(WORKING DATA):

-- BEGIN --

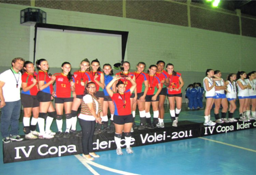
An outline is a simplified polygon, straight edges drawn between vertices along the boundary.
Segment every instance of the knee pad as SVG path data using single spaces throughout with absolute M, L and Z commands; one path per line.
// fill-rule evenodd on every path
M 129 133 L 124 133 L 124 134 L 125 137 L 131 137 L 131 133 L 130 132 L 129 132 Z
M 122 137 L 122 134 L 115 133 L 115 137 L 116 137 L 117 138 L 120 139 Z
M 65 115 L 66 119 L 70 119 L 72 118 L 71 113 L 66 113 Z
M 39 112 L 39 115 L 38 116 L 38 117 L 40 118 L 42 118 L 45 120 L 47 118 L 47 114 L 46 113 L 44 113 L 43 112 Z
M 48 116 L 53 118 L 55 118 L 57 116 L 57 113 L 56 112 L 56 111 L 54 111 L 53 112 L 48 112 Z
M 76 117 L 77 115 L 77 110 L 71 110 L 71 117 Z
M 56 117 L 56 120 L 62 120 L 62 115 L 57 115 Z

-- END --

Put every line of the items above into a numbered list, omitting blank lines and leaving out the pictures.

1. An outline is a simplified polygon, straight edges drawn between vertices along the boundary.
2. Segment every instance of the knee pad as SVG path data using single spaces throughout with absolute M, L and Z commands; one path per line.
3. // fill-rule evenodd on every path
4. M 129 133 L 124 133 L 124 134 L 125 137 L 131 137 L 131 133 L 130 132 L 129 132 Z
5. M 122 137 L 122 134 L 115 133 L 115 137 L 116 137 L 117 138 L 120 139 Z
6. M 65 115 L 66 119 L 70 119 L 72 118 L 71 113 L 66 113 Z
7. M 39 112 L 39 115 L 38 116 L 38 117 L 40 118 L 42 118 L 45 120 L 47 118 L 47 114 L 46 113 L 44 113 L 43 112 Z
8. M 48 116 L 53 118 L 55 118 L 57 116 L 57 113 L 56 112 L 56 111 L 54 111 L 53 112 L 48 112 Z
9. M 76 117 L 77 115 L 77 110 L 71 110 L 71 117 Z
10. M 56 117 L 56 120 L 62 120 L 62 115 L 57 115 Z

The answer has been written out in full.